The high degree of persistence provided by the health monitoring
subsystem 46 enables the UAVs 12 to maximize their mission
capability by taking into account various operational factors of
each UAV 12 that maximizes the time that the UAVs 12 can remain
airborne (or operational if ground vehicles are used).
[0039] Referring now to FIG. 5, a flowchart 100 is illustrated that
sets forth major operations that may be performed by the
methodology of the present disclosure. At operation 102 the flight
plans for each of the UAVs 12-12e are loaded into the guidance and
control hardware and software system 30s of the respective UAVs
12a-12e. At operation 104 the UAVs 12-12e are deployed either from
a terrestrial location or from an airborne platform. At operation
106, each UAV 12a-12e beings transmitting information (e.g., still
images, streaming video, infrared still images or infrared
streaming video, or audio) to the centralized monitoring station
18, along with system health information. If the UAVs 12 are
operating fully autonomously, then wireless status signals (e.g.,
beacon signals or coded status signals) are transmitted by each UAV
12, at operation 108, to all other active UAVs, and each UAV 12
also beings receiving like wireless status signals from all the
other UAVs so that each UAV 12 is able to monitor the status of all
the other UAVs. If the UAVs 12 are operating semiautonomously, then
each UAV 12 will only need to wirelessly transmit its system health
information to the central monitoring station 18. The central
monitoring station 18 is able to determine if a problem exists with
any of the UAVS from this information.
[0040] At operation 110, either the central monitoring station 18
or the onboard system 16 of each UAV 12 is used to determine if
each of the UAVs is operating properly. If the central monitoring
station 18 is performing this function, then this is accomplished
by the computer control system 22 analyzing the system health data
being received from each of the UAVs 12. If the UAVs 12 are
performing this function, then the status of each UAV 12 is
determined by the information being generated by its health
monitoring subsystem 46, which may be wireless transmitted to all
other UAVs 12. If all of the UAVs 12 are operating as expected,
then the received information from the sensors 38-44 onboard each
of the UAVs 12 is displayed and/or processed at the central
monitoring station 18, as indicated at operation 112. A check is
then made if the UAV's 12 target detection and tracking subsystem
54 (FIG. 2) has detected a target or object that requires dedicated
tracking, as indicated at operation 114. If not then operations
106-110 are then repeated. If the answer at inquiry 114 is "Yes",
then the UAV 12 that detected the target or object may send a
wireless signal to either the central monitoring station 18 or to
all other UAVs 12 informing them of them situation. The central
monitoring station 18 or the dynamic flight plan allocation
subsystem 52 of the remaining UAVs 12 may then be used to determine
the new needed flight plans for each of the other UAVs 12, as
indicated at operation 116. The new flight plans for the other UAVs
12 may then be implemented, as indicated at operation 118.
[0041] If the check at operation 110 indicates a problem with any
of the UAVs 12, then either the central monitoring station 18 or
the dynamic flight plan allocation subsystem 52 on each of the UAVs
12 is used to generate the new flight plans that are to be used by
the UAVs that remain in service, as indicated at operation 116. At
operation 118 the new flight plans are implemented by the UAVs 12,
and then operations 106-110 are performed again.
.....
#### Given instruction A
In the records, change "Target" to "Label" everywhere it appears in everything from the line containing "Exercise. Mark every instance of the bark" down to the line containing "pixel 629 555", with both of those lines included and all else left unchanged. Give back only those lines, leaving the pictures out.
#### Given instruction B
Go on with the passage about health monitoring and flight plans for multiple UAVs, picking up right after its last sentence.

#### Records for processing
.....
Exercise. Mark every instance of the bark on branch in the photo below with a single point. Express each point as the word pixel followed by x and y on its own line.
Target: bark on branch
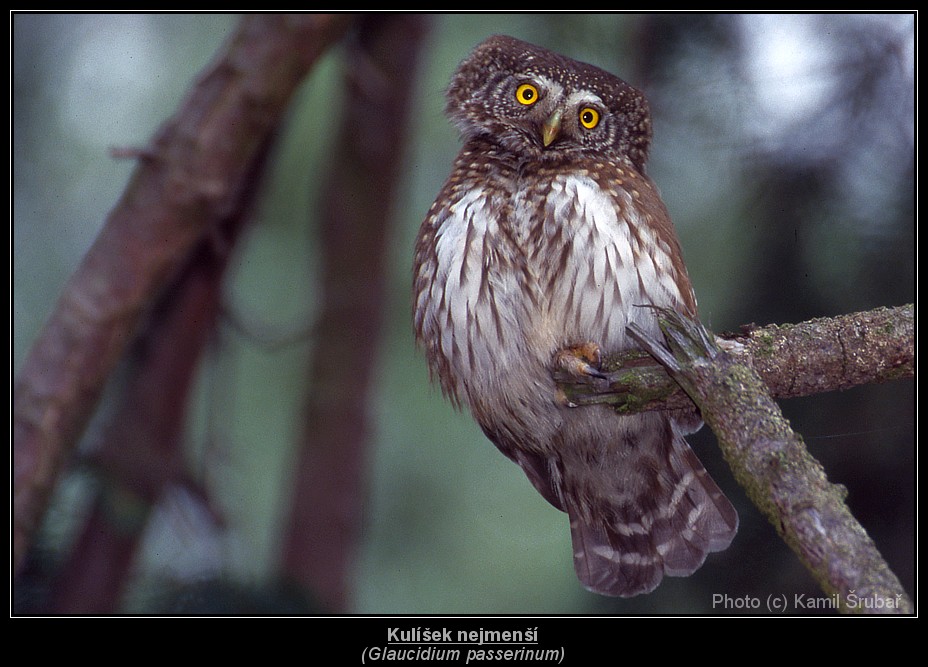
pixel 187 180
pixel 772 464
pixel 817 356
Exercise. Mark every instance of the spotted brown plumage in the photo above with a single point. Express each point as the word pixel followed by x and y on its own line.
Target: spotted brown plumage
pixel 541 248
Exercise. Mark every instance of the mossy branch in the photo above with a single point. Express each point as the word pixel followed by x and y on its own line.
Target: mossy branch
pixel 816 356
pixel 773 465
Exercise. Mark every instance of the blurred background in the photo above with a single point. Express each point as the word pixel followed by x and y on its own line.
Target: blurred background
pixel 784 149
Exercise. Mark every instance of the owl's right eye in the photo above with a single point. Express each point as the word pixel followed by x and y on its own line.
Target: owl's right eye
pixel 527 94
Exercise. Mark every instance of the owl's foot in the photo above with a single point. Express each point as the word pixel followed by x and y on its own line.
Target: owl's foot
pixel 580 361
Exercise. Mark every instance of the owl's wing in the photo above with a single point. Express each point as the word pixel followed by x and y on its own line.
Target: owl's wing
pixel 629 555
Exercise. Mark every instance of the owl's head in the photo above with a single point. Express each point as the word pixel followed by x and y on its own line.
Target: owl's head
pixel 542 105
.....
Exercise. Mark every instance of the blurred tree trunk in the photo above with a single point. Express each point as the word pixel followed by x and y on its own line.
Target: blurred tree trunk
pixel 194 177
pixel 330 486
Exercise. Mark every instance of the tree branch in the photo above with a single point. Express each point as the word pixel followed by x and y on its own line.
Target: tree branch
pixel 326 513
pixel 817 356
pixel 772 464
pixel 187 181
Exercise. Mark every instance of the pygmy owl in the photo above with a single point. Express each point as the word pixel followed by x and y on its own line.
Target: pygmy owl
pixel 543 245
.....
#### Written answer A
Exercise. Mark every instance of the bark on branch in the photo below with a single point. Express each point as the word pixel followed by x and y on its own line.
Label: bark on branch
pixel 187 180
pixel 772 464
pixel 817 356
Exercise. Mark every instance of the spotted brown plumage in the photo above with a single point. Express each point as the word pixel followed by x and y on its own line.
Label: spotted brown plumage
pixel 541 248
Exercise. Mark every instance of the mossy branch in the photo above with a single point. Express each point as the word pixel followed by x and y on its own line.
Label: mossy branch
pixel 816 356
pixel 773 465
Exercise. Mark every instance of the blurred background in the photo above with a single point. Express each point as the word pixel followed by x and y on its own line.
Label: blurred background
pixel 784 149
Exercise. Mark every instance of the owl's right eye in the photo above with a single point. Express each point as the word pixel followed by x and y on its own line.
Label: owl's right eye
pixel 527 94
Exercise. Mark every instance of the owl's foot in the photo above with a single point. Express each point as the word pixel followed by x and y on its own line.
Label: owl's foot
pixel 580 361
Exercise. Mark every instance of the owl's wing in the photo above with a single point. Express each point as the word pixel followed by x and y on its own line.
Label: owl's wing
pixel 629 555

#### Written answer B
[0042] The system 10 and method of the present disclosure is
expected to find utility in a wide variety of military and civilian
applications. Military applications may involve real time
battlefield monitoring of individual soldiers as well as the real
time monitoring of movements (or the presence or absence) of
friendly and enemy assets, or the detection of potential enemy
targets. Civilian applications may are expected to involve the real
time monitoring of a border areas, highways, or large geographic
regions. In this regard, it is expected that if airborne mobile
vehicles are employed, that fixed wing unmanned vehicles may be
preferable because of the flight speed advantage they enjoy over
unmanned rotorcraft. Where large geographic regions must be
monitored with a high degree of persistence, it is expected that
such fixed wing unmanned aircraft may be even more effective than
unmanned rotorcraft for this reason.
[0043] Other non-military applications where the system 10 and
method of the present disclosure is expected to find utility may
involve the persistent monitoring of stadiums, public parks, public
rallies or assemblies where large numbers of individuals congregate
over large geographic areas, tourist attractions and theme
parks.
[0044] Still other anticipated applications may involve search and
rescue operations in both military and non-military applications.
Non-military search and rescue operations for which the system 10
and methodology of the present disclosure is ideally suited may
involve search and rescue operations during forest firefighting
operations, monitoring of flooded areas for stranded individuals,
lost individuals in mountainous areas, etc.,
[0045] The system 10 may also be used to monitor essentially any
moving object (or objects or targets) within a geographic area.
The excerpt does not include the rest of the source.